▸ **WHAT THE EXERCISE ASKS**
Find each line in the rows below that contains the string "slat", and copy those lines. Treat uppercase and lowercase letters as distinct.
########
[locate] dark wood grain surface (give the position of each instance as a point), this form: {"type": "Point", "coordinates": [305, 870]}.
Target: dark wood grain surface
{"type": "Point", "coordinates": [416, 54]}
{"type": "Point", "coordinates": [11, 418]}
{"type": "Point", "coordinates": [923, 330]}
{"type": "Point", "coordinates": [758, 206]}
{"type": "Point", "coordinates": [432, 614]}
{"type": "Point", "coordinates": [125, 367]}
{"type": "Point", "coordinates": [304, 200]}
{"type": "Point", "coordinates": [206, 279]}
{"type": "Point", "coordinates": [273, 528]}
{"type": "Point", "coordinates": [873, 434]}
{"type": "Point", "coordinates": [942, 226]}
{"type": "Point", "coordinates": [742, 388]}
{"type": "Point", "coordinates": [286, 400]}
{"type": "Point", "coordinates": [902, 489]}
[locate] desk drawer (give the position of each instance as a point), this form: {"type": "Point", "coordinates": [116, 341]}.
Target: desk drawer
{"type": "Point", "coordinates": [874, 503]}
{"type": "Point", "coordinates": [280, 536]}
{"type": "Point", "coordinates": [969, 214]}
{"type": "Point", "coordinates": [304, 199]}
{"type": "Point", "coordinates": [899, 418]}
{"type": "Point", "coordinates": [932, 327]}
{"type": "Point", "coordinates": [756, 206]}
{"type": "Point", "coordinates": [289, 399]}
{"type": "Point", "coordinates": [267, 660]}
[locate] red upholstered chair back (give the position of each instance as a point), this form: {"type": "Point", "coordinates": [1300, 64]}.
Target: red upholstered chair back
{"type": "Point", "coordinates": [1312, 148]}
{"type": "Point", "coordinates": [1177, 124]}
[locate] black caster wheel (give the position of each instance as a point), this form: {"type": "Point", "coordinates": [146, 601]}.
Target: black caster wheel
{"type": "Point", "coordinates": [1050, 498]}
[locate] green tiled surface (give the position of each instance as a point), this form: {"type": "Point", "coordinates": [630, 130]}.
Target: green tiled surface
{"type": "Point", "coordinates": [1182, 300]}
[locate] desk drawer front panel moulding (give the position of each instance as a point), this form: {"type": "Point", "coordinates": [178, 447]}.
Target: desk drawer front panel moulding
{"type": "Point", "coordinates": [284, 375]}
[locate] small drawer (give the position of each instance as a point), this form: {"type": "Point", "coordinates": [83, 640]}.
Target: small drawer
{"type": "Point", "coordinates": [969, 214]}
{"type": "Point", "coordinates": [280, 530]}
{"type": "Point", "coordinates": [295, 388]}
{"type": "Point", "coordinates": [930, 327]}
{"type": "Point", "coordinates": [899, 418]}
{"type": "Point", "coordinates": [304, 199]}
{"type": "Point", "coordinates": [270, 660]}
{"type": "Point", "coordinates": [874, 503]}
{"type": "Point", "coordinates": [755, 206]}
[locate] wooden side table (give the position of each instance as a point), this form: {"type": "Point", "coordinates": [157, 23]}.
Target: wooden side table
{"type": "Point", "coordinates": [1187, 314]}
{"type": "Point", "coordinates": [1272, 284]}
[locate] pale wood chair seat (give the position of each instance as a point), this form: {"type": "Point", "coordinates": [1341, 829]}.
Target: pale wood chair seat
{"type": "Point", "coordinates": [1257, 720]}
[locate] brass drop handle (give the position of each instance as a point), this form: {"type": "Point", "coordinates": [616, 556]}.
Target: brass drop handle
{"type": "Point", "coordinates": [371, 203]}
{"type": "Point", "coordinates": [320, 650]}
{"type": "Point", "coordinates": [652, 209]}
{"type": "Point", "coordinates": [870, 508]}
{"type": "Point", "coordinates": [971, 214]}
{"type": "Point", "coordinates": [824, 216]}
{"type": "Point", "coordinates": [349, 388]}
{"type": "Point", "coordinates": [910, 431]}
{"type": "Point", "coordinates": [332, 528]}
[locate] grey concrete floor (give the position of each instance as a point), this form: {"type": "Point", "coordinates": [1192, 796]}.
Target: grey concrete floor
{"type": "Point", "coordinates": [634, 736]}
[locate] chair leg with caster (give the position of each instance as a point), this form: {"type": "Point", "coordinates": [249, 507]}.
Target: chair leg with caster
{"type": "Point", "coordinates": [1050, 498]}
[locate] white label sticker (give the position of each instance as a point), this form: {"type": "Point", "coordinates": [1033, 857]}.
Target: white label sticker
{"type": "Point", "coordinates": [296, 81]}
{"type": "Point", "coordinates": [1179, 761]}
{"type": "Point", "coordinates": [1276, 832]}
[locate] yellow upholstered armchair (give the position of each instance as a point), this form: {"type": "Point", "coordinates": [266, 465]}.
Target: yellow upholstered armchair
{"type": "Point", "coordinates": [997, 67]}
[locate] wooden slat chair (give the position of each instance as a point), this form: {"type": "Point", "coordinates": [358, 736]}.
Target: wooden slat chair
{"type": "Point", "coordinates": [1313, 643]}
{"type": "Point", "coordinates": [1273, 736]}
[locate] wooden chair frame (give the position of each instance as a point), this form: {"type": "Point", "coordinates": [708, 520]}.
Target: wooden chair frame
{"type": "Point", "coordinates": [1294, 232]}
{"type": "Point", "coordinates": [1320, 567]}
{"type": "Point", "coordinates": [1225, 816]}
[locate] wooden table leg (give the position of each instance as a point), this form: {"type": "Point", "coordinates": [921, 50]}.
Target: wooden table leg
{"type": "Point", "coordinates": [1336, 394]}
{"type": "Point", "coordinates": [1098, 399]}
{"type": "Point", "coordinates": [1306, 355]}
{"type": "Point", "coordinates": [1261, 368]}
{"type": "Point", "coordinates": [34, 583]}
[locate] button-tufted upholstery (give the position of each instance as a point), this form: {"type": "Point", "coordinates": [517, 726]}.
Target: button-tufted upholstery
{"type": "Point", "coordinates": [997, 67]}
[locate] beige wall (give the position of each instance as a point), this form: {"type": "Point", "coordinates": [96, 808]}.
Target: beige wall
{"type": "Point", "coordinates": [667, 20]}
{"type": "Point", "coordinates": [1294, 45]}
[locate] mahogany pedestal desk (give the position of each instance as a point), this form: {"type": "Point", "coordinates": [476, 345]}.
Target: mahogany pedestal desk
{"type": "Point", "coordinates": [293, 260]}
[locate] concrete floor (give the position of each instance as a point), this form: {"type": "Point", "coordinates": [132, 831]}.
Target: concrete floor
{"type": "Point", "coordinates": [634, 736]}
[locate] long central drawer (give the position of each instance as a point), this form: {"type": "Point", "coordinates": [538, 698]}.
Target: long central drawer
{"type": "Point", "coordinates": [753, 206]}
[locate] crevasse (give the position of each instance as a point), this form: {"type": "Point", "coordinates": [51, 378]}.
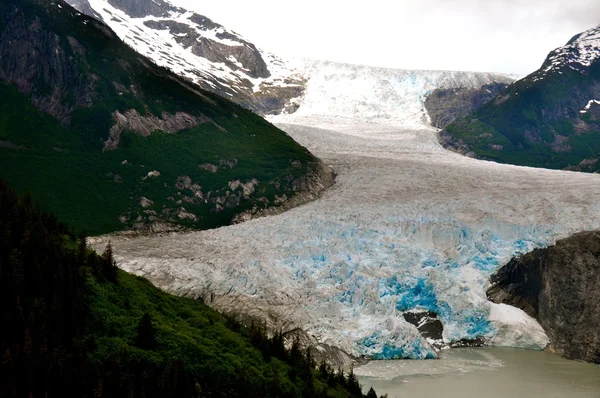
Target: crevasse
{"type": "Point", "coordinates": [407, 226]}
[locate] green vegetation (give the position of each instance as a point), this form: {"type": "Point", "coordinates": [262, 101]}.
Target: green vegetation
{"type": "Point", "coordinates": [536, 123]}
{"type": "Point", "coordinates": [60, 160]}
{"type": "Point", "coordinates": [74, 325]}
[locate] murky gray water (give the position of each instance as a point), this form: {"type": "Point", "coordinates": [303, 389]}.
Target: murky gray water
{"type": "Point", "coordinates": [484, 373]}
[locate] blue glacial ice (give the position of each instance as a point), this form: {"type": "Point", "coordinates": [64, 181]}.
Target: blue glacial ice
{"type": "Point", "coordinates": [407, 226]}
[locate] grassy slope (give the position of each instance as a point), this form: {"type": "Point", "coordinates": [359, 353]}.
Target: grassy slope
{"type": "Point", "coordinates": [512, 123]}
{"type": "Point", "coordinates": [64, 167]}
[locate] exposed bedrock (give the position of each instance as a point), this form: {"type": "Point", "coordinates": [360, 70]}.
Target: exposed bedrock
{"type": "Point", "coordinates": [446, 105]}
{"type": "Point", "coordinates": [560, 286]}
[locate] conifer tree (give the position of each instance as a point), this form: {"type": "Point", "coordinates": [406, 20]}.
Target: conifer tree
{"type": "Point", "coordinates": [146, 333]}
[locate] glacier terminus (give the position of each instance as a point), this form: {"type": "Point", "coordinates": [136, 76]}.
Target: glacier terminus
{"type": "Point", "coordinates": [408, 226]}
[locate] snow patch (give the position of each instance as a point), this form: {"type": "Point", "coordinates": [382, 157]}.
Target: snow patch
{"type": "Point", "coordinates": [514, 328]}
{"type": "Point", "coordinates": [589, 105]}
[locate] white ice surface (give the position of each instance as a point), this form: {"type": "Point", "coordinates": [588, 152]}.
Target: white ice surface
{"type": "Point", "coordinates": [408, 225]}
{"type": "Point", "coordinates": [403, 210]}
{"type": "Point", "coordinates": [162, 47]}
{"type": "Point", "coordinates": [514, 328]}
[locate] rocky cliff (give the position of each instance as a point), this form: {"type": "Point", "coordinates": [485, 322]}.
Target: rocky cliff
{"type": "Point", "coordinates": [446, 105]}
{"type": "Point", "coordinates": [195, 47]}
{"type": "Point", "coordinates": [110, 141]}
{"type": "Point", "coordinates": [560, 286]}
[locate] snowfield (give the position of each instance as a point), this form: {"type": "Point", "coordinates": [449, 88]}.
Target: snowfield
{"type": "Point", "coordinates": [408, 225]}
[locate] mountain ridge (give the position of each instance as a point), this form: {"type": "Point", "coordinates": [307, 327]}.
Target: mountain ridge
{"type": "Point", "coordinates": [547, 119]}
{"type": "Point", "coordinates": [109, 141]}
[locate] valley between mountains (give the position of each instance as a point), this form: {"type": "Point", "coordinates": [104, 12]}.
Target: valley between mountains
{"type": "Point", "coordinates": [408, 226]}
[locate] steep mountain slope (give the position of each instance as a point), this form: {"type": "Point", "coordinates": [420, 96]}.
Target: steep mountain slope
{"type": "Point", "coordinates": [560, 286]}
{"type": "Point", "coordinates": [73, 325]}
{"type": "Point", "coordinates": [193, 46]}
{"type": "Point", "coordinates": [446, 105]}
{"type": "Point", "coordinates": [108, 140]}
{"type": "Point", "coordinates": [550, 118]}
{"type": "Point", "coordinates": [408, 227]}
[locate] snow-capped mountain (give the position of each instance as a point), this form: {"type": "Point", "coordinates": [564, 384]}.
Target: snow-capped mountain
{"type": "Point", "coordinates": [222, 61]}
{"type": "Point", "coordinates": [407, 227]}
{"type": "Point", "coordinates": [578, 54]}
{"type": "Point", "coordinates": [550, 118]}
{"type": "Point", "coordinates": [201, 50]}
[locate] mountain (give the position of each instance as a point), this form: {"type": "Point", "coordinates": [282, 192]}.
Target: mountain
{"type": "Point", "coordinates": [550, 118]}
{"type": "Point", "coordinates": [73, 325]}
{"type": "Point", "coordinates": [559, 286]}
{"type": "Point", "coordinates": [409, 227]}
{"type": "Point", "coordinates": [195, 47]}
{"type": "Point", "coordinates": [109, 141]}
{"type": "Point", "coordinates": [381, 96]}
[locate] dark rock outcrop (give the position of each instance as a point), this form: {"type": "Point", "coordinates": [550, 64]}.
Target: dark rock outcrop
{"type": "Point", "coordinates": [36, 62]}
{"type": "Point", "coordinates": [238, 70]}
{"type": "Point", "coordinates": [560, 286]}
{"type": "Point", "coordinates": [550, 118]}
{"type": "Point", "coordinates": [446, 105]}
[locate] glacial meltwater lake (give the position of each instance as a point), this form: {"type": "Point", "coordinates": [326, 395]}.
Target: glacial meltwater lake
{"type": "Point", "coordinates": [484, 373]}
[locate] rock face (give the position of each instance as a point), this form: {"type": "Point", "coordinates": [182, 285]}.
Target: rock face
{"type": "Point", "coordinates": [446, 105]}
{"type": "Point", "coordinates": [199, 49]}
{"type": "Point", "coordinates": [79, 104]}
{"type": "Point", "coordinates": [550, 118]}
{"type": "Point", "coordinates": [146, 125]}
{"type": "Point", "coordinates": [30, 55]}
{"type": "Point", "coordinates": [560, 286]}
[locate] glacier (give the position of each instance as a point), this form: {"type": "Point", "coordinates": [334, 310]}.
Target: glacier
{"type": "Point", "coordinates": [408, 225]}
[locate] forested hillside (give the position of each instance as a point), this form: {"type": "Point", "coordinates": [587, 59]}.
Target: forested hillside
{"type": "Point", "coordinates": [75, 325]}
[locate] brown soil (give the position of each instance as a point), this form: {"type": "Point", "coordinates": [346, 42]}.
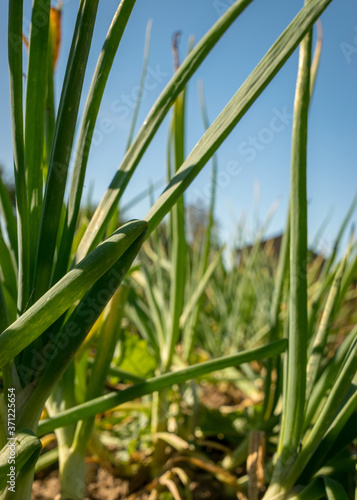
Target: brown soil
{"type": "Point", "coordinates": [103, 486]}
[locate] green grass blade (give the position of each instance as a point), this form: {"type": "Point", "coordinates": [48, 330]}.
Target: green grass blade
{"type": "Point", "coordinates": [62, 145]}
{"type": "Point", "coordinates": [328, 377]}
{"type": "Point", "coordinates": [190, 332]}
{"type": "Point", "coordinates": [271, 396]}
{"type": "Point", "coordinates": [178, 241]}
{"type": "Point", "coordinates": [334, 490]}
{"type": "Point", "coordinates": [66, 342]}
{"type": "Point", "coordinates": [236, 108]}
{"type": "Point", "coordinates": [325, 418]}
{"type": "Point", "coordinates": [16, 107]}
{"type": "Point", "coordinates": [109, 401]}
{"type": "Point", "coordinates": [333, 436]}
{"type": "Point", "coordinates": [318, 344]}
{"type": "Point", "coordinates": [9, 217]}
{"type": "Point", "coordinates": [141, 85]}
{"type": "Point", "coordinates": [294, 404]}
{"type": "Point", "coordinates": [152, 123]}
{"type": "Point", "coordinates": [329, 262]}
{"type": "Point", "coordinates": [35, 114]}
{"type": "Point", "coordinates": [119, 373]}
{"type": "Point", "coordinates": [90, 114]}
{"type": "Point", "coordinates": [28, 449]}
{"type": "Point", "coordinates": [200, 288]}
{"type": "Point", "coordinates": [105, 350]}
{"type": "Point", "coordinates": [69, 289]}
{"type": "Point", "coordinates": [8, 271]}
{"type": "Point", "coordinates": [213, 186]}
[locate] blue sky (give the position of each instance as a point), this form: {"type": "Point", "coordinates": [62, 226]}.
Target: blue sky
{"type": "Point", "coordinates": [260, 143]}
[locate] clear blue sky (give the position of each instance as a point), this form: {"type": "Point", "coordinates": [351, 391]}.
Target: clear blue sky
{"type": "Point", "coordinates": [332, 173]}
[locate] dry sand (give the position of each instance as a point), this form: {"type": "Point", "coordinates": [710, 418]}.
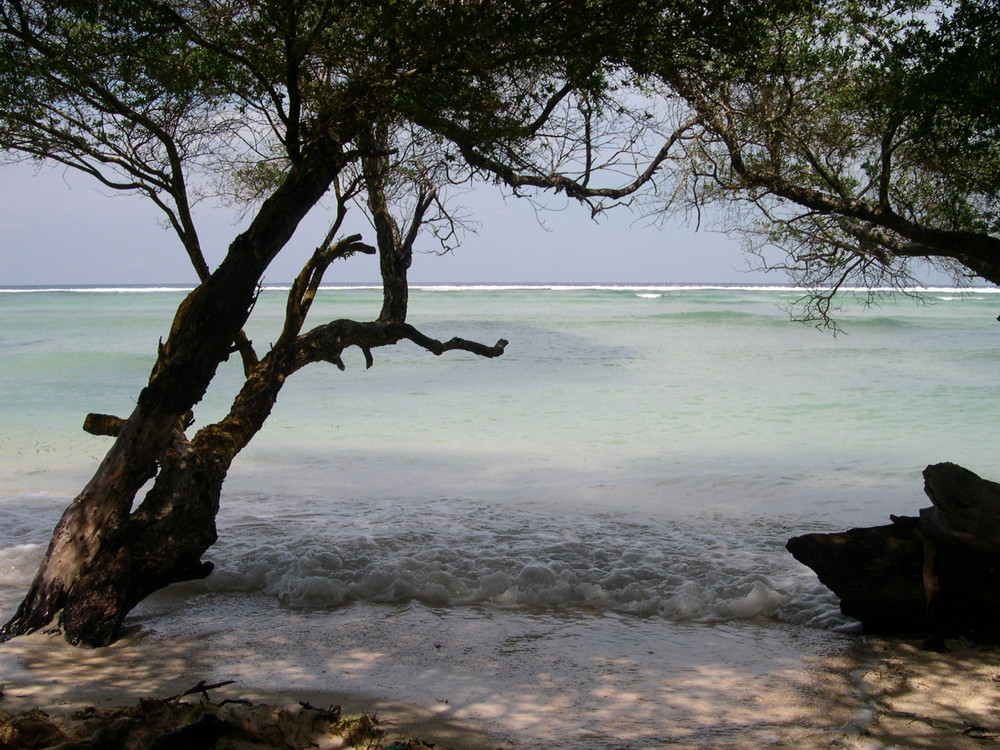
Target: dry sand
{"type": "Point", "coordinates": [926, 699]}
{"type": "Point", "coordinates": [920, 699]}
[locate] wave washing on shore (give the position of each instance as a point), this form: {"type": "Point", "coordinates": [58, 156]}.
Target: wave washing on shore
{"type": "Point", "coordinates": [579, 544]}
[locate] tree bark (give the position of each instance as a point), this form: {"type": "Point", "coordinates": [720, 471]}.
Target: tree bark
{"type": "Point", "coordinates": [101, 561]}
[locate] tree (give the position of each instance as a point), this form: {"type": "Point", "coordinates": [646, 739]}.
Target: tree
{"type": "Point", "coordinates": [279, 103]}
{"type": "Point", "coordinates": [864, 137]}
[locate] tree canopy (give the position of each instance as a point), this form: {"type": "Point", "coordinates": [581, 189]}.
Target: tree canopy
{"type": "Point", "coordinates": [864, 137]}
{"type": "Point", "coordinates": [857, 133]}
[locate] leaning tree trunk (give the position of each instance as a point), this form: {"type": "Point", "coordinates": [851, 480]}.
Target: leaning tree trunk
{"type": "Point", "coordinates": [102, 558]}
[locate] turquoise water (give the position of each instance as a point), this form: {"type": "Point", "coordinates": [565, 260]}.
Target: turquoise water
{"type": "Point", "coordinates": [639, 454]}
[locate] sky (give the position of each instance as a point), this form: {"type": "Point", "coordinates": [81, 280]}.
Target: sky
{"type": "Point", "coordinates": [60, 228]}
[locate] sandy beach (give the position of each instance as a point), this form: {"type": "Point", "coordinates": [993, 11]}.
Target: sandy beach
{"type": "Point", "coordinates": [918, 699]}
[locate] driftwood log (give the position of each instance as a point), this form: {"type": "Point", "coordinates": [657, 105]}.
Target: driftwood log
{"type": "Point", "coordinates": [937, 574]}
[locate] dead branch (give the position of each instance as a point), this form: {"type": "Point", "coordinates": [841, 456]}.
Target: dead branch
{"type": "Point", "coordinates": [201, 687]}
{"type": "Point", "coordinates": [327, 343]}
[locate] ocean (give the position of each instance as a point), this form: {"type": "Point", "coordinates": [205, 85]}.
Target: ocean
{"type": "Point", "coordinates": [577, 545]}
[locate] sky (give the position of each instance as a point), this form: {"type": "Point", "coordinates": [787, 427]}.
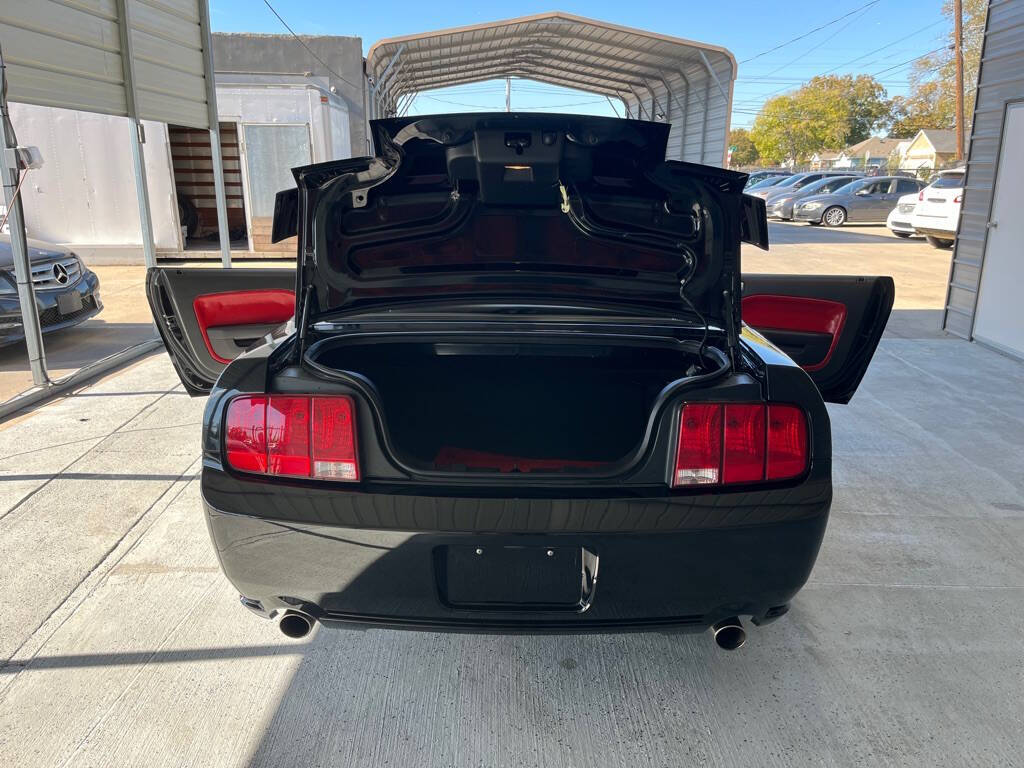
########
▸ **WRITTEN SOLUTION**
[locate] wooden slat chair (give the position of each instance as a point), this form: {"type": "Point", "coordinates": [358, 736]}.
Target: wooden slat chair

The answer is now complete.